### [Task description]
Please retype the data in full and exactly; the pictures are not part of the copy.

### [Task material]
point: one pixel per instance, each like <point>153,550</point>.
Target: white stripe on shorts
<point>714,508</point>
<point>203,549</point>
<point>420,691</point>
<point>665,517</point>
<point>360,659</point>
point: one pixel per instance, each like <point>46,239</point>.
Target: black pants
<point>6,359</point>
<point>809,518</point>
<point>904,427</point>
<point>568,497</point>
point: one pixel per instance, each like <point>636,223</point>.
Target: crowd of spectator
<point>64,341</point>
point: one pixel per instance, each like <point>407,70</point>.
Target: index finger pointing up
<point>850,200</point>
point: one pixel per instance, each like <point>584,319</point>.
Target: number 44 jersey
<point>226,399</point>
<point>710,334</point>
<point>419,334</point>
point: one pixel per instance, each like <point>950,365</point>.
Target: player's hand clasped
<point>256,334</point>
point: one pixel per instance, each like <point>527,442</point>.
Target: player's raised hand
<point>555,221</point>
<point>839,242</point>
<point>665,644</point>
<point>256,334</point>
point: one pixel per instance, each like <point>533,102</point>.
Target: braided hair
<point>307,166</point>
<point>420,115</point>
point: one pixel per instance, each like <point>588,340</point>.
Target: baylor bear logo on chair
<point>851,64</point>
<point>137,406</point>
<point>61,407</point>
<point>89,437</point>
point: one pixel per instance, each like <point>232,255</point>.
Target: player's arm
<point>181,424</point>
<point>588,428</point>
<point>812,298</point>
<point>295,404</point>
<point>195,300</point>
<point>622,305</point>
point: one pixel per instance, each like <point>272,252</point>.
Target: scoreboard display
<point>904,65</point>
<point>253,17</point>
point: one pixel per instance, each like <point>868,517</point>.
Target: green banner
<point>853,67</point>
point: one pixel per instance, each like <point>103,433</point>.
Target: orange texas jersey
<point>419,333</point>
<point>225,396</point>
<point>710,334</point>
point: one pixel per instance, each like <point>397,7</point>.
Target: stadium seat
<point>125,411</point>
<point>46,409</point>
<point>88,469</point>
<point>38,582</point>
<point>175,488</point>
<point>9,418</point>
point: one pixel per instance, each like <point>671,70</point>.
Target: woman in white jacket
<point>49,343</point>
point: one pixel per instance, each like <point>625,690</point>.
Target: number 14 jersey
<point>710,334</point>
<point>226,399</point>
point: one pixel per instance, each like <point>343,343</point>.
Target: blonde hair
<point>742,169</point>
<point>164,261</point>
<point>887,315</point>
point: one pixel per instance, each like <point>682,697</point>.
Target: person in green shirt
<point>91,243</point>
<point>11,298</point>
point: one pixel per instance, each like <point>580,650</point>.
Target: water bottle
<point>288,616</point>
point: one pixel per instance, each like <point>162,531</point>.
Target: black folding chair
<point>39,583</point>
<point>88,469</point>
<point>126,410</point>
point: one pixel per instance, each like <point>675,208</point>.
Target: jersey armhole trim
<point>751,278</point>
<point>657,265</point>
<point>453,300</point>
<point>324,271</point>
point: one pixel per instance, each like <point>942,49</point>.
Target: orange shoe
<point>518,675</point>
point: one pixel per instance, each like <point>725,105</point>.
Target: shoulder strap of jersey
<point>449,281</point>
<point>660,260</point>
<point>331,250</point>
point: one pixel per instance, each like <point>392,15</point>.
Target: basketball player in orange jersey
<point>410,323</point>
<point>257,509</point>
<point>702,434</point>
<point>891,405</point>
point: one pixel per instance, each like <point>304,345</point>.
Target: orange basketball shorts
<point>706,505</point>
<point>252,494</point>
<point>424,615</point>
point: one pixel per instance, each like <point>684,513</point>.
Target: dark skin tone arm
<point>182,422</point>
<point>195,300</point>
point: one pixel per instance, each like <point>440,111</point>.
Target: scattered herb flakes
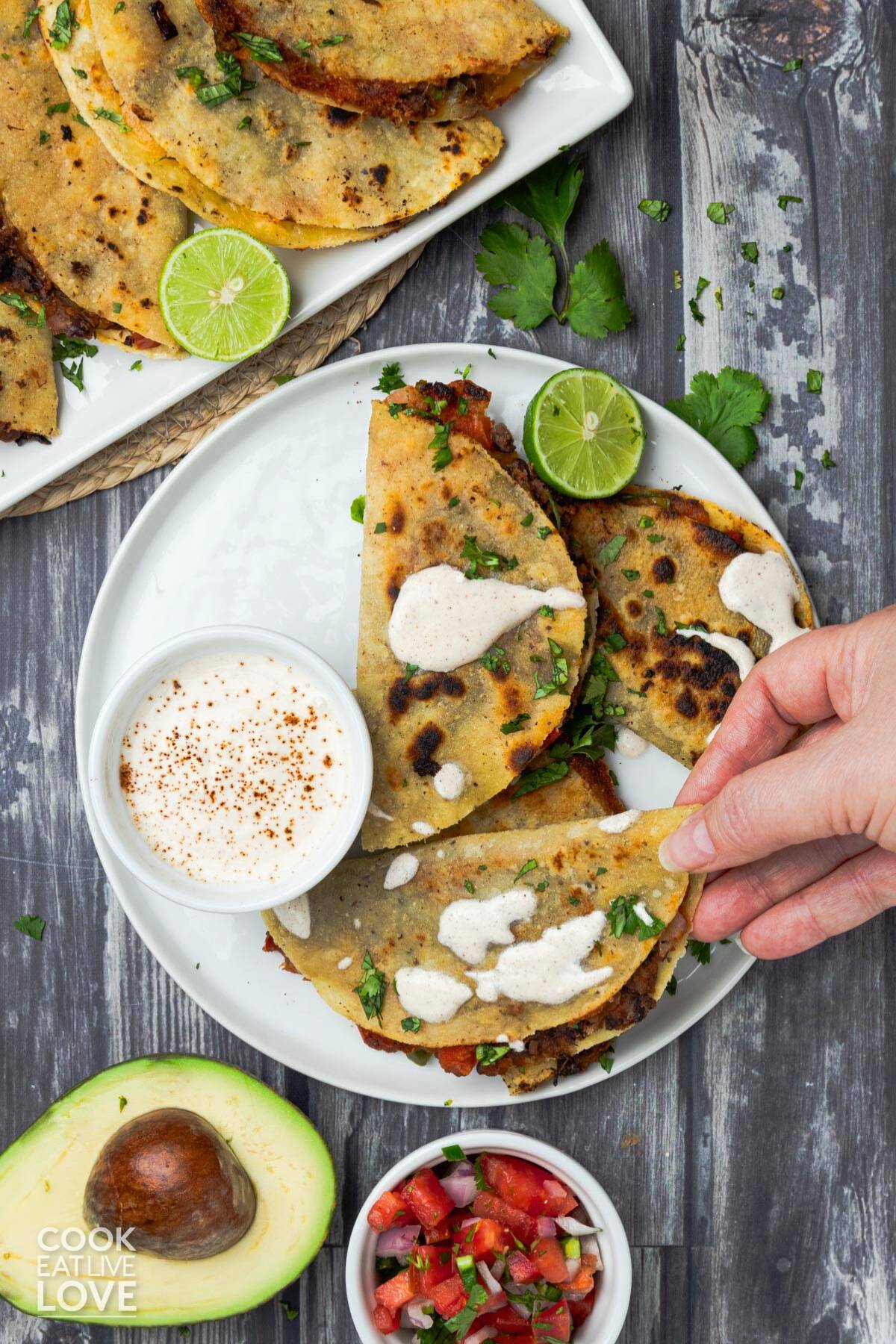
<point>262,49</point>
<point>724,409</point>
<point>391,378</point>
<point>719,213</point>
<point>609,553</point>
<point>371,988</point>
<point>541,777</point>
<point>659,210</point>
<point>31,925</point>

### [Task result]
point: one pixel per instance, each like <point>153,550</point>.
Target: white stripe on shorts
<point>714,508</point>
<point>203,549</point>
<point>420,691</point>
<point>665,517</point>
<point>360,659</point>
point: one pixel per instance, each like <point>46,239</point>.
Target: black pants
<point>6,359</point>
<point>809,518</point>
<point>904,427</point>
<point>568,497</point>
point: one pixel per instance, each like <point>636,223</point>.
Target: crowd of spectator
<point>64,341</point>
point: one pixel per instance, each like <point>407,70</point>.
Target: index finger pointing up
<point>850,200</point>
point: one pixel per instance, each like <point>584,319</point>.
Target: number 44 jersey
<point>226,399</point>
<point>710,334</point>
<point>419,334</point>
point: one pixel per instance, each like <point>950,365</point>.
Target: player's hand clasped
<point>256,334</point>
point: one pixel per instance, each like <point>527,442</point>.
Target: player's raised hand
<point>555,221</point>
<point>839,242</point>
<point>665,644</point>
<point>256,334</point>
point: one pixel per instance, each like <point>533,102</point>.
Target: braided hair
<point>307,166</point>
<point>420,115</point>
point: one pixel per instance, each like <point>588,340</point>.
Target: baylor bear logo on chair
<point>851,64</point>
<point>137,406</point>
<point>61,407</point>
<point>89,437</point>
point: one pixel per instance, each like <point>232,255</point>.
Target: player's arm
<point>181,424</point>
<point>588,428</point>
<point>812,298</point>
<point>295,404</point>
<point>195,300</point>
<point>622,305</point>
point: one pixel per instance, each like <point>272,252</point>.
Target: scoreboard display
<point>904,65</point>
<point>253,17</point>
point: one pixel per instance, each like <point>868,517</point>.
Target: green banner
<point>853,67</point>
point: one pixel per instance, each like <point>103,433</point>.
Target: orange texas jersey
<point>419,333</point>
<point>225,396</point>
<point>710,334</point>
point: one pixel per instance, each like <point>397,7</point>.
Target: stadium seat
<point>125,411</point>
<point>46,409</point>
<point>88,469</point>
<point>38,582</point>
<point>175,488</point>
<point>9,418</point>
point: one pixel per instance, each like <point>671,70</point>.
Target: woman in white jacket
<point>49,343</point>
point: one pixel per instance, each like <point>625,690</point>.
Target: number 14 jersey
<point>710,334</point>
<point>226,399</point>
point: one pixel per instance, each like <point>343,343</point>.
Target: blonde hair
<point>742,169</point>
<point>164,261</point>
<point>887,315</point>
point: one pixel per instance, each like <point>682,697</point>.
Target: person in green shirt
<point>91,243</point>
<point>11,298</point>
point: one pixel per instance, each like <point>580,650</point>.
Target: water bottle
<point>288,616</point>
point: one pixel per instance, each like <point>162,531</point>.
Target: black folding chair
<point>39,583</point>
<point>88,469</point>
<point>126,410</point>
point: one pixel per instance, each like <point>675,208</point>.
Target: jersey armhole trim
<point>751,278</point>
<point>657,265</point>
<point>453,300</point>
<point>324,271</point>
point: one pixel per instance, each like <point>942,49</point>.
Target: orange shoe
<point>518,675</point>
point: one pixel per instance, each like <point>725,105</point>.
Target: shoulder strap of jersey
<point>449,281</point>
<point>660,260</point>
<point>331,250</point>
point: one pixel per instance, each like <point>392,15</point>.
Target: basketball player in orange jersey
<point>410,323</point>
<point>257,509</point>
<point>702,434</point>
<point>891,405</point>
point: one pixel per instance, each like <point>304,345</point>.
Target: orange basketball shorts
<point>706,505</point>
<point>252,494</point>
<point>424,615</point>
point: one pixel per instance, each like <point>684,513</point>.
Target: dark skin tone arm
<point>182,422</point>
<point>195,300</point>
point: one pixel per instance, each like <point>440,111</point>.
Target: scattered herb flakes
<point>262,49</point>
<point>724,409</point>
<point>391,378</point>
<point>719,213</point>
<point>609,553</point>
<point>371,988</point>
<point>541,777</point>
<point>659,210</point>
<point>31,925</point>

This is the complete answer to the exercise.